Interpreting p-value

The smaller the p-value, the more evidence we have against \(H_0\):

  • Small p-value:
    Data like ours would be uncommon if \(H_0\) were indeed true, i.e. our data are not compatible with \(H_0\).
  • Large p-value:
    Data like ours would be typical if \(H_0\) were indeed true, i.e. our data are compatible with \(H_0\).



9.2.3 Step 3: Form a conclusion

Forming a conclusion is a nuanced process - it should not be seen as a black-and-white decision.


To BEGIN

To get a sense of scale, people often compare the p-value to a chosen significance level (typically 0.05) to determine whether our data provide sufficient evidence against \(H_0\).

  • p-value \(< 0.05\)
    Results are statistically significant at the 0.05 level. (Reject \(H_0\) in favor of \(H_a\).)

  • p-value \(\ge 0.05\)
    Results are not statistically significant at the 0.05 level. (Fail to reject \(H_0\).)


To FOLLOW UP
The above guidance is nice, but alone it produces an incomplete conclusion. p-values MUST be supplemented with information about the magnitude of the sample estimate and its corresponding standard error.



  1. Conclusion
    In light of the p-value = 0.000102/2 = 0.000051 for our brain hypotheses

    \[\begin{split} H_0: & \beta = 0 \\ H_a: & \beta > 0 \\ \end{split} \]

    what would your conclusion be?



Hypothesis testing framework

It’s impossible (and repetitive) to cover every type of hypothesis test. Rather, we’ll focus on the foundations of hypothesis testing that transfer to every hypothesis test. Though goals vary from test to test, all hypothesis tests share a common structure:


  1. Set up hypotheses
    • \(H_0\): Null Hypothesis
      Status quo hypothesis. Typically represents no effect.
    • \(H_a:\) Alternative Hypothesis
      Claim being made about the population parameter.

    NOTE: In a statistical hypothesis test, we assume “innocent until proven guilty.” That is, assume \(H_0\) is true and put the burden of proof on \(H_a\).


  1. Compare our sample results to the null hypothesis
    • A test statistic is a one-number summary of the data that we use to assess \(H_0\). This number is a quick measure of the compatibility of the data with \(H_0\).
    • A p-value is the probability of observing a test statistic as or more extreme than ours if \(H_0\) were indeed true: \(\text{p-value} = P(|T|>t | H_0)\)


  1. Make some sort of recommendation / conclusion
    • Examine the effect size - is it meaningful?

Supplied material -
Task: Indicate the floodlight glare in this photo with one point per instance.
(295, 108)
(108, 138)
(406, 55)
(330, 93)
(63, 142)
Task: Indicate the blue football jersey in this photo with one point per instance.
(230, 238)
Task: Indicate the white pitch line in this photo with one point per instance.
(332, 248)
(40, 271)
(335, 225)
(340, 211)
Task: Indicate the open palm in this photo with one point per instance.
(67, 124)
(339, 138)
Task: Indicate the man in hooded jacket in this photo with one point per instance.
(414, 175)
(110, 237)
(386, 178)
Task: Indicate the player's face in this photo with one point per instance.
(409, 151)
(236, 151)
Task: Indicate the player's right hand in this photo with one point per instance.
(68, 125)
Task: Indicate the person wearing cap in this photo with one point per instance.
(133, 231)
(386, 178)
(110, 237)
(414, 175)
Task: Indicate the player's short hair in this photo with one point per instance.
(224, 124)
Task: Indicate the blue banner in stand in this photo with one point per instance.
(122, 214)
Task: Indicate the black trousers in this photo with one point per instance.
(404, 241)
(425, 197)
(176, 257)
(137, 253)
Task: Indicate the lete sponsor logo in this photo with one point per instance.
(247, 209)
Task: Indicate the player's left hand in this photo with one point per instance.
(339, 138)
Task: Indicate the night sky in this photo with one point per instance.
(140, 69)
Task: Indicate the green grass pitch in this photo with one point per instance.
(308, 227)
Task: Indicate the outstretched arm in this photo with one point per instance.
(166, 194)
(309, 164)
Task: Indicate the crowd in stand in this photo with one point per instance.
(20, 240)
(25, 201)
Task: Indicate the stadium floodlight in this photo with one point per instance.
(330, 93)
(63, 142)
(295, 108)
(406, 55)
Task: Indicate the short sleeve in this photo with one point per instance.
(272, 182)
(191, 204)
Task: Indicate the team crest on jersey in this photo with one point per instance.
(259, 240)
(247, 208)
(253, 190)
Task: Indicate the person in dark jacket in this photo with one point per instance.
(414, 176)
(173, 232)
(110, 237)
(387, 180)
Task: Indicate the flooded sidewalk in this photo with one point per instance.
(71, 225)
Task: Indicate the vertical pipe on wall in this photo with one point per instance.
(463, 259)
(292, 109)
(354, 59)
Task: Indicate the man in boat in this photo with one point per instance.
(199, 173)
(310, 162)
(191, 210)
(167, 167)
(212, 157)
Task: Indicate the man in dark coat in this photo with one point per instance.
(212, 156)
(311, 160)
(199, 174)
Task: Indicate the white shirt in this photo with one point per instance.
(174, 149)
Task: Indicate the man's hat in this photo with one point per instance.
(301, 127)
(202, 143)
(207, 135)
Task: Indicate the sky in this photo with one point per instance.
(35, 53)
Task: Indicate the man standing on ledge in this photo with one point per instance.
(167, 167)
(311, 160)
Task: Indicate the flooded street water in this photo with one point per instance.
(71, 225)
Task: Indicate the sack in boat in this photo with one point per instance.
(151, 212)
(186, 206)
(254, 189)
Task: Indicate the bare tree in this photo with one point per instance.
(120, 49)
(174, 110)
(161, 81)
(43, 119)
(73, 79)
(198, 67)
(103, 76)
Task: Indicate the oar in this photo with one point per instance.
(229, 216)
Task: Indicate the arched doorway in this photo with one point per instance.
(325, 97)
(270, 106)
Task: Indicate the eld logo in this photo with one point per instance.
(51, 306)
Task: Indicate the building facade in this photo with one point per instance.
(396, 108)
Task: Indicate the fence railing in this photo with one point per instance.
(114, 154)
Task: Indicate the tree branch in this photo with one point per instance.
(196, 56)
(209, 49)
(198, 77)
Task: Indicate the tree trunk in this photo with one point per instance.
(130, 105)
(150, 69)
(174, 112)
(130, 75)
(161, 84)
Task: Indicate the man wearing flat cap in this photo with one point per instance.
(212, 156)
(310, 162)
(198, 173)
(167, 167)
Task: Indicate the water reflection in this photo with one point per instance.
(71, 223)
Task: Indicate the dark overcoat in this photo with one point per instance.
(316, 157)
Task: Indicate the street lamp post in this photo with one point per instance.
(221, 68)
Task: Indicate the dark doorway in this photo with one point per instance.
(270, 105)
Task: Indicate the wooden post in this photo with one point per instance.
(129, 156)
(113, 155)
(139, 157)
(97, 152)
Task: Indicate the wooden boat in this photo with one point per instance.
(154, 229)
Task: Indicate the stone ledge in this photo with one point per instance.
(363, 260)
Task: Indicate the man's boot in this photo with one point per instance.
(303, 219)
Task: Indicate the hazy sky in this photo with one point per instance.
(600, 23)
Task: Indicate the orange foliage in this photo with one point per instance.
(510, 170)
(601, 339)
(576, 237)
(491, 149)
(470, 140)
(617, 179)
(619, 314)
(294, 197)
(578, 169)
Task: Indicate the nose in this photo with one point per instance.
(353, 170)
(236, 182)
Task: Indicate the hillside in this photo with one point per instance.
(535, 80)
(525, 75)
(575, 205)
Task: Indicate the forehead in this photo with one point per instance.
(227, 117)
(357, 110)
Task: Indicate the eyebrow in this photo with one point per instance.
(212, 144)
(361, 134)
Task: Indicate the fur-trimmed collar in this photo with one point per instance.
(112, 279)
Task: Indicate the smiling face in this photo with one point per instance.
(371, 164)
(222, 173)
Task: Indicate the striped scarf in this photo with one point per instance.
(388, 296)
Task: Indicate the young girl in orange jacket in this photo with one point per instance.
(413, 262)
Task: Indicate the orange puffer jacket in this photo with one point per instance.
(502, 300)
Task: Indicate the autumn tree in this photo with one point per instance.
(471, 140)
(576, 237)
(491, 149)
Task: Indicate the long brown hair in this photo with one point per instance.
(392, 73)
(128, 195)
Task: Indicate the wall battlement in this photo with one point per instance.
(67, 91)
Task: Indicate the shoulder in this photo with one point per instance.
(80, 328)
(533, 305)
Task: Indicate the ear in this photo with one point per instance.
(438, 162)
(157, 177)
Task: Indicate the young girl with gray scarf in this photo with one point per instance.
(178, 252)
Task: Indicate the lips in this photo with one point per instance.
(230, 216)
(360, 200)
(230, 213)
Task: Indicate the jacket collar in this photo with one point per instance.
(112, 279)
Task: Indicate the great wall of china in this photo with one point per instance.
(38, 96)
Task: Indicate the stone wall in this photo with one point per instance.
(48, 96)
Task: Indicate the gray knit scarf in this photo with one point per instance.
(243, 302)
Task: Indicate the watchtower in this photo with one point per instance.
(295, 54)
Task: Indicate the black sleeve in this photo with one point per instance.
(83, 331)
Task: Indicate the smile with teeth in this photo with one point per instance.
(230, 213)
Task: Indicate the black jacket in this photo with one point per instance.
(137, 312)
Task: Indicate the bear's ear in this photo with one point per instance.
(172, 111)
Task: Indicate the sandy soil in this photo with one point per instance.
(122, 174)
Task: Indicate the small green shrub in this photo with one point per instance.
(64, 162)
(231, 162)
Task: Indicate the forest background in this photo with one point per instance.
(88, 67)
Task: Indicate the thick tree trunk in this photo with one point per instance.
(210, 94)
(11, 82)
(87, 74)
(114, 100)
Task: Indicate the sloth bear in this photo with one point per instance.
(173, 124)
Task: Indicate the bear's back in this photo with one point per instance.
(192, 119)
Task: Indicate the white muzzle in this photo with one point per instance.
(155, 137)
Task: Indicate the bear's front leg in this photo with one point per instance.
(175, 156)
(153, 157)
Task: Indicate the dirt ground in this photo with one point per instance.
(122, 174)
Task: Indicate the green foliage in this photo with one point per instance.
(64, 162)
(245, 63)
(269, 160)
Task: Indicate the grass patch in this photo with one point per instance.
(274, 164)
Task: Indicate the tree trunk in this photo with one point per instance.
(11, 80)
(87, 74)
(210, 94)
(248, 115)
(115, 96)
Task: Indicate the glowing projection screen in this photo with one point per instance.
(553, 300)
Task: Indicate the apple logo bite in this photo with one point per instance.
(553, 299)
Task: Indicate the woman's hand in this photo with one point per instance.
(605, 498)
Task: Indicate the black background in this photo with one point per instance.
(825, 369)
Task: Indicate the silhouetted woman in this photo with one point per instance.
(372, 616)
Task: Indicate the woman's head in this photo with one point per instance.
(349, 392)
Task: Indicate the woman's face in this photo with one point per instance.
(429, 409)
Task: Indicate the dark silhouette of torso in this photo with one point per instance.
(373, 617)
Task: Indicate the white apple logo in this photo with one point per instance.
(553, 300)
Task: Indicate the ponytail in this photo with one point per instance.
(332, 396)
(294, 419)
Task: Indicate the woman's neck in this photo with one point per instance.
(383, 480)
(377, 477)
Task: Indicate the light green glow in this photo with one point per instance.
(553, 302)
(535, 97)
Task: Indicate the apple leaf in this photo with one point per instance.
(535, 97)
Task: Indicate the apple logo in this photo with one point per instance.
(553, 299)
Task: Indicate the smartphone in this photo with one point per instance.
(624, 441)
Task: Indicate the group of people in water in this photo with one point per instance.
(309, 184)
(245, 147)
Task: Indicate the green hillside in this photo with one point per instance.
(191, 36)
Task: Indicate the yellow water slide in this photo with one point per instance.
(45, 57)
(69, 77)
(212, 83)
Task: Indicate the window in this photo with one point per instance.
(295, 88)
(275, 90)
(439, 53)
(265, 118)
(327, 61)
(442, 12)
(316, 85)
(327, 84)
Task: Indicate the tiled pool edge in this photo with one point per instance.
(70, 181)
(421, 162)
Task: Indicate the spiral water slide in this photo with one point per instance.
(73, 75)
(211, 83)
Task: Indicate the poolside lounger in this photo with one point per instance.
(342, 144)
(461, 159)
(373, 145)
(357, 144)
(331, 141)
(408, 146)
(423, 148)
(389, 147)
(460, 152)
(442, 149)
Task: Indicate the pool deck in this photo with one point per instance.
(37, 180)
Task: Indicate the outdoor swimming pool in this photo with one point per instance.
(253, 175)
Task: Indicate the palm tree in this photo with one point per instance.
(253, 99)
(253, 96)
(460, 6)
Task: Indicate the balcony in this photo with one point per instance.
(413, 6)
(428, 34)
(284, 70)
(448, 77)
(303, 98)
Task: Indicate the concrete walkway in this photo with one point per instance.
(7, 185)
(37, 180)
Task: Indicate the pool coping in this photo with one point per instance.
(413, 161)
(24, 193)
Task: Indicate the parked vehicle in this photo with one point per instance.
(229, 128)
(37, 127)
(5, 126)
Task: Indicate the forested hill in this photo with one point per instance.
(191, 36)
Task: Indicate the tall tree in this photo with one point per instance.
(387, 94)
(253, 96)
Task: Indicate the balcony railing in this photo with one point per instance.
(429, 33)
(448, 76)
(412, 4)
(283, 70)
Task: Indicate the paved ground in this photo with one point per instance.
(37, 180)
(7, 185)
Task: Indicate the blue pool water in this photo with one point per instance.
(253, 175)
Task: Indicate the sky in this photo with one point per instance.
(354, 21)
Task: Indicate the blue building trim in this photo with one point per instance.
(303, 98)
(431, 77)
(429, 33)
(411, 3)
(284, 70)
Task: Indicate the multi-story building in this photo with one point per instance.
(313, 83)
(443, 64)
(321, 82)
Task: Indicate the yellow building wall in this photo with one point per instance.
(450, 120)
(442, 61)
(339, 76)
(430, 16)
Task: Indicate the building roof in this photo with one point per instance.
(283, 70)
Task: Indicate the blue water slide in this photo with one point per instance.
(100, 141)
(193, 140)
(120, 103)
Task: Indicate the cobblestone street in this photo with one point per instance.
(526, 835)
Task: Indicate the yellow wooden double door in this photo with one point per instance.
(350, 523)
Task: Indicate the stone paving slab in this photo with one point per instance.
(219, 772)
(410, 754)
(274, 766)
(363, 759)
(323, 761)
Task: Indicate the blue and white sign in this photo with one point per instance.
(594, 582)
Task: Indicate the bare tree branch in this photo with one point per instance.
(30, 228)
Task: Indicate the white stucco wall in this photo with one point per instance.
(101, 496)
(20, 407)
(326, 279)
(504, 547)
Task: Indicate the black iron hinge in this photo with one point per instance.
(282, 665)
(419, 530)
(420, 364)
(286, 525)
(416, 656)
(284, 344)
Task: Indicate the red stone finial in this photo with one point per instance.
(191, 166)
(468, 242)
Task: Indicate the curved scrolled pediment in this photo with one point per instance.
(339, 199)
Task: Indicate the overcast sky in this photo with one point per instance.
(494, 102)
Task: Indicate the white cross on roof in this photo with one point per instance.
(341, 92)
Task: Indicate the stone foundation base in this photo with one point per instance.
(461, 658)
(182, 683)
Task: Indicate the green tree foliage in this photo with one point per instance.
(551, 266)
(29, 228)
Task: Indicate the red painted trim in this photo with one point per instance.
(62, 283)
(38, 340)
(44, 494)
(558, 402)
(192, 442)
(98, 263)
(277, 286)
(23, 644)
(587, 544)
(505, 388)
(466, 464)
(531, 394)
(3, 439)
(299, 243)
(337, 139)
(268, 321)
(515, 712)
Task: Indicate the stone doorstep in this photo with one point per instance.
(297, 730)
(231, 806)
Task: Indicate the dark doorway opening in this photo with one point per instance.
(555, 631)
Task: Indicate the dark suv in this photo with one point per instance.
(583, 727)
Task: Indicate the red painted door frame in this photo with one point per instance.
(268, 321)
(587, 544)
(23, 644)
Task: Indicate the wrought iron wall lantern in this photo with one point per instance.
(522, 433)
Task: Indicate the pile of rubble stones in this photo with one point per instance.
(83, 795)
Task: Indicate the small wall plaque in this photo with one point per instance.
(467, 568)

Directives -
- A) In the p-value excerpt, rewrite the passage from "Interpreting p-value" up to and including "a black-and-white decision.", changing "uncommon" to "rare".
- B) According to the p-value excerpt, what significance level is the p-value typically compared to?

Responses in order -
- A)
Interpreting p-value

The smaller the p-value, the more evidence we have against \(H_0\):

  • Small p-value:
    Data like ours would be rare if \(H_0\) were indeed true, i.e. our data are not compatible with \(H_0\).
  • Large p-value:
    Data like ours would be typical if \(H_0\) were indeed true, i.e. our data are compatible with \(H_0\).



9.2.3 Step 3: Form a conclusion

Forming a conclusion is a nuanced process - it should not be seen as a black-and-white decision.

- B) 0.05